Excerpted records:

BEGIN

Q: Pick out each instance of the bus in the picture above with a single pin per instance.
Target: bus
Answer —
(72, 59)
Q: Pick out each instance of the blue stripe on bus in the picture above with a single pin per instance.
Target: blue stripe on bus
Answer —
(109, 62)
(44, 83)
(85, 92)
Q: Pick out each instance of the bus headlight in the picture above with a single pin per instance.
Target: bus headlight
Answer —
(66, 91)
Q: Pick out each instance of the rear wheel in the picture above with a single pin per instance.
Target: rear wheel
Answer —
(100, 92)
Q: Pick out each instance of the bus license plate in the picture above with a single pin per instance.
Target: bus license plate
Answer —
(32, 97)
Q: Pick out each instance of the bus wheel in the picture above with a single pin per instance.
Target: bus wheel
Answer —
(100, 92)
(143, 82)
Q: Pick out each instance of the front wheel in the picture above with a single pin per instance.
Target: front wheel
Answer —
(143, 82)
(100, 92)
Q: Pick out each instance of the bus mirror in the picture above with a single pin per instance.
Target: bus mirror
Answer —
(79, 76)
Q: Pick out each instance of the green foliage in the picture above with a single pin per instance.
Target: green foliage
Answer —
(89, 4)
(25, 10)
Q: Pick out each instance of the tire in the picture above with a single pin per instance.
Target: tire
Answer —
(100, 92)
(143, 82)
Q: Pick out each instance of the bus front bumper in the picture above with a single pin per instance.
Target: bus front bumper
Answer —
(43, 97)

END
BEGIN

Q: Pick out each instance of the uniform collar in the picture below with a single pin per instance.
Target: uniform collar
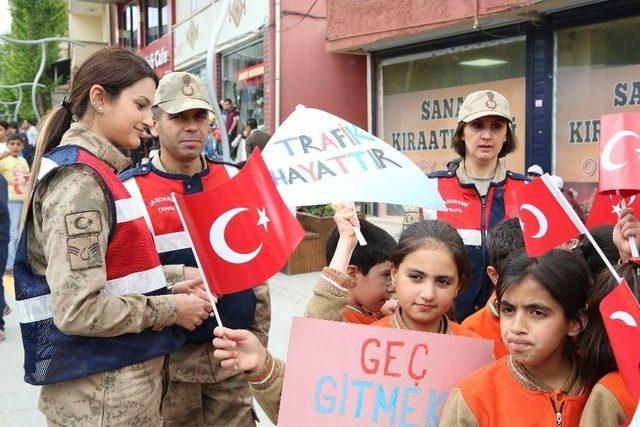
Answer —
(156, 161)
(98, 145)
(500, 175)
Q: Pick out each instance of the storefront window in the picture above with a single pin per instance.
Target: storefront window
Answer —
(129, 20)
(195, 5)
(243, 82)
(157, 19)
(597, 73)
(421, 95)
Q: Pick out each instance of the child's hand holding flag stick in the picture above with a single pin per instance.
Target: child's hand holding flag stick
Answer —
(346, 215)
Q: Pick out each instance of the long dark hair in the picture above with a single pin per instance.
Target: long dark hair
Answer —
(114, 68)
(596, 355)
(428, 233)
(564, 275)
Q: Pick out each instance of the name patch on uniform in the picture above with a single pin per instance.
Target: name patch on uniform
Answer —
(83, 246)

END
BEGIN

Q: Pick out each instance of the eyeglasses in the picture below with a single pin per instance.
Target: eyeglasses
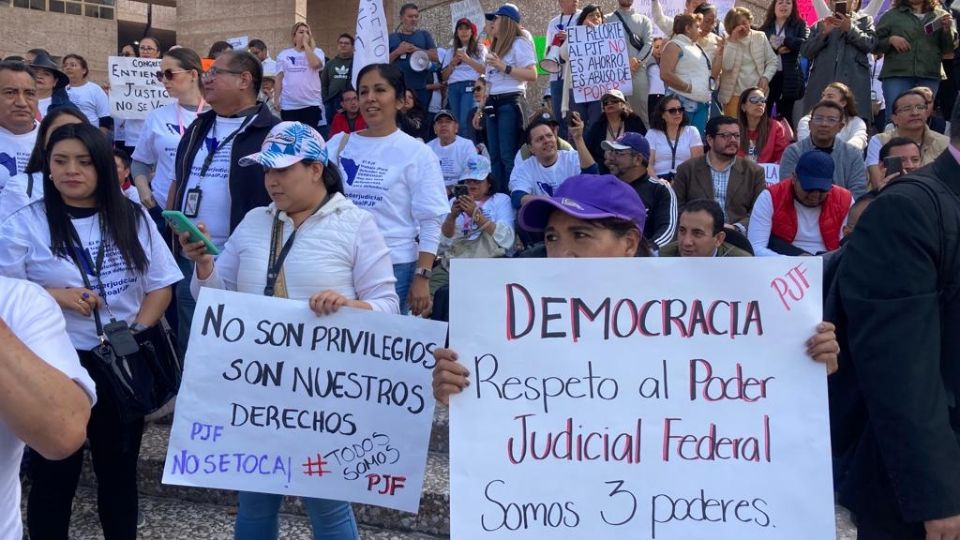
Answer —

END

Given task:
Locate each line in the listing above that contains the word "dark" and copy it out in full.

Solved exercise:
Q: Pick out each instance of the long dark hair in the picture above with a single pin per instance.
Target: long dark hair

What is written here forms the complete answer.